**** Data provided
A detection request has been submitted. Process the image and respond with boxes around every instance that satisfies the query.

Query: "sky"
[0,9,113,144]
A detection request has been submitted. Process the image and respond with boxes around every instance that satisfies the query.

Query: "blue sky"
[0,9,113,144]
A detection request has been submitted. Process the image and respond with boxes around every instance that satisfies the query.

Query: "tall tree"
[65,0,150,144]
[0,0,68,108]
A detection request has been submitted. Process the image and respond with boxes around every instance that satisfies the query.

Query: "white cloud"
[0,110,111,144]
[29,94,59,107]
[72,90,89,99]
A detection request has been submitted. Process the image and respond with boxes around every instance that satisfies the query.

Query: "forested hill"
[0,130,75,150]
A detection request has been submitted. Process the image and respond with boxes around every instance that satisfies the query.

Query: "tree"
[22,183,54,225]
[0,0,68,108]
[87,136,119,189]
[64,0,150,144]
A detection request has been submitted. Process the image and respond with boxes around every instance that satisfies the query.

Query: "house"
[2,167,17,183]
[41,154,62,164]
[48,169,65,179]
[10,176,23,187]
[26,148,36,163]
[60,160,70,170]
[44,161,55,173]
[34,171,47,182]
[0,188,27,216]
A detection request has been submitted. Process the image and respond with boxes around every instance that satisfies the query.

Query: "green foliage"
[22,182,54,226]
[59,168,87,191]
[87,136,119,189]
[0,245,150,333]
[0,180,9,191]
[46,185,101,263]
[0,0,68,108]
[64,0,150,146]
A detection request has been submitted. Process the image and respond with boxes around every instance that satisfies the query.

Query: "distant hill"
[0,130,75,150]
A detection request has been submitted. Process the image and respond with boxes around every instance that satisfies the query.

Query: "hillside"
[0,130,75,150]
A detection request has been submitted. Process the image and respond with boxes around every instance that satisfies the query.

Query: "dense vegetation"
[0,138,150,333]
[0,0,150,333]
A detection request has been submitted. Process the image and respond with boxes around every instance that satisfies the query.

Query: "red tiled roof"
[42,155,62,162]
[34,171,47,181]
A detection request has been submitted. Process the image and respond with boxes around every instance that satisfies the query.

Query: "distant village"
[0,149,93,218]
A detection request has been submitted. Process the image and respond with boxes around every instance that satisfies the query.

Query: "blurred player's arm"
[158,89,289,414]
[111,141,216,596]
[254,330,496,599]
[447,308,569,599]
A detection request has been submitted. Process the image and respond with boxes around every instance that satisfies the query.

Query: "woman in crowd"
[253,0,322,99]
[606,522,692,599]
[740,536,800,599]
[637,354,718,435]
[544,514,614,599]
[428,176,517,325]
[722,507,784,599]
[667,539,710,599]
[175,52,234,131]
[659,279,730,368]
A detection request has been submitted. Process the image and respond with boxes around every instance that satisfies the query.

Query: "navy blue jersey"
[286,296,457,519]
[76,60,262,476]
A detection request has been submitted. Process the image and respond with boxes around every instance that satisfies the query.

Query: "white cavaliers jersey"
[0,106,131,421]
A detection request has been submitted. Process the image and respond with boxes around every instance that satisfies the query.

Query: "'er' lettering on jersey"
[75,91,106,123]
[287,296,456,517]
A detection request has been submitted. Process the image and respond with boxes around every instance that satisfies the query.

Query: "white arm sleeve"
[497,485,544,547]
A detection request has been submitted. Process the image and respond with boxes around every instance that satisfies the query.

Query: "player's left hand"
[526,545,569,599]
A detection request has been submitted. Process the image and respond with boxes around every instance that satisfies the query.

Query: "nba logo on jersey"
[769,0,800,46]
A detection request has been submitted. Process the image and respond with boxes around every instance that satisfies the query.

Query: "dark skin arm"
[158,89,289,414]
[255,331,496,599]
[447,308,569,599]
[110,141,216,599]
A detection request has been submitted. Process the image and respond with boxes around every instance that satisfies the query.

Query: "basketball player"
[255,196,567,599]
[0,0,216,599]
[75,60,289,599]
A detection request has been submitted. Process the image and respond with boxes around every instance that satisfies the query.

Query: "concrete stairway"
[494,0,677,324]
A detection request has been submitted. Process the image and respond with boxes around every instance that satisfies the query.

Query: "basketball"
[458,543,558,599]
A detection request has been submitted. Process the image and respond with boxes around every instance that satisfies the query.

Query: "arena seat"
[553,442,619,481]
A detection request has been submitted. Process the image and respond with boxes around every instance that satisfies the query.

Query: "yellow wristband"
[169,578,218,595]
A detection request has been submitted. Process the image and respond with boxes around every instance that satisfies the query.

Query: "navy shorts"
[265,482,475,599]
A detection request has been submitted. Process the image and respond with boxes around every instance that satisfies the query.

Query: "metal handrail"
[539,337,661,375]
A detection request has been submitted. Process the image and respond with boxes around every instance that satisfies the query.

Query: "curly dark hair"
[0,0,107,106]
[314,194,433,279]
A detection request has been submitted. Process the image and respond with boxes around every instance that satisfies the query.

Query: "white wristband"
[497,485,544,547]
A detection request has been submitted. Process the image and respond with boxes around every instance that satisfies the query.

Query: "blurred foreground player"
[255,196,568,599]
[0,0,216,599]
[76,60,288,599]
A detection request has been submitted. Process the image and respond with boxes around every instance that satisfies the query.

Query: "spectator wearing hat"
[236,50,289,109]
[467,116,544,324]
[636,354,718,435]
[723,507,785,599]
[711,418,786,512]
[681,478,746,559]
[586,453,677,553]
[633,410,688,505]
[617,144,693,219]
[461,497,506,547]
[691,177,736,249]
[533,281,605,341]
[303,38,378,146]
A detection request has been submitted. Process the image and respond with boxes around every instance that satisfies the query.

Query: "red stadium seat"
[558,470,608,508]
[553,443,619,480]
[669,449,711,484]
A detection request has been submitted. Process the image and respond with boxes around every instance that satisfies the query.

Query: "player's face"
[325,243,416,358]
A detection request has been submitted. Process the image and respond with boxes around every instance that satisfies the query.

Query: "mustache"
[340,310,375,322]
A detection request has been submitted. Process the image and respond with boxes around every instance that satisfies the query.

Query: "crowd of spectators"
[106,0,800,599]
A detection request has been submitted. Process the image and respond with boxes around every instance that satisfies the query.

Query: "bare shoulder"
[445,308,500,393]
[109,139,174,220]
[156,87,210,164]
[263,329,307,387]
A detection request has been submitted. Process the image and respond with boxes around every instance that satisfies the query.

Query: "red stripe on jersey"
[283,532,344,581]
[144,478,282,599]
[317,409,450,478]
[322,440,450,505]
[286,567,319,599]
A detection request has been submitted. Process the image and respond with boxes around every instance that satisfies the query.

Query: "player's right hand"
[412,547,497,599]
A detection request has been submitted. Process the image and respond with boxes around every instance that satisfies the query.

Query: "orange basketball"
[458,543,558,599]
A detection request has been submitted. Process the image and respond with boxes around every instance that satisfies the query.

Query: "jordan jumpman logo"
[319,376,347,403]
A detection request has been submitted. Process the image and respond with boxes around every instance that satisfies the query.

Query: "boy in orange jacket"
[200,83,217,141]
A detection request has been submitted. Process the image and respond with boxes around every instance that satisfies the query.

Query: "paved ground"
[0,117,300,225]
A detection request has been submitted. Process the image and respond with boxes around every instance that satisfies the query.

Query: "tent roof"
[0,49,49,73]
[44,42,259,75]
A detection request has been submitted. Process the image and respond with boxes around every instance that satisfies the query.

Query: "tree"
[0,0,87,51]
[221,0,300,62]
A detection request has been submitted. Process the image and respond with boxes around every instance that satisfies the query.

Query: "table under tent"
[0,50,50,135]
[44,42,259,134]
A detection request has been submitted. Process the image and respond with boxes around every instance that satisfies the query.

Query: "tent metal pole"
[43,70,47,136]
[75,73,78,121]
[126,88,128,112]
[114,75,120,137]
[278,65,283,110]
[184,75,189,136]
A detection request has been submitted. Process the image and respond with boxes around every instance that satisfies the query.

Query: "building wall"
********
Identify each line above that contains the word "basketball", and copy every such line in full.

Query: "basketball player"
Query: "basketball"
Query: "orange basketball"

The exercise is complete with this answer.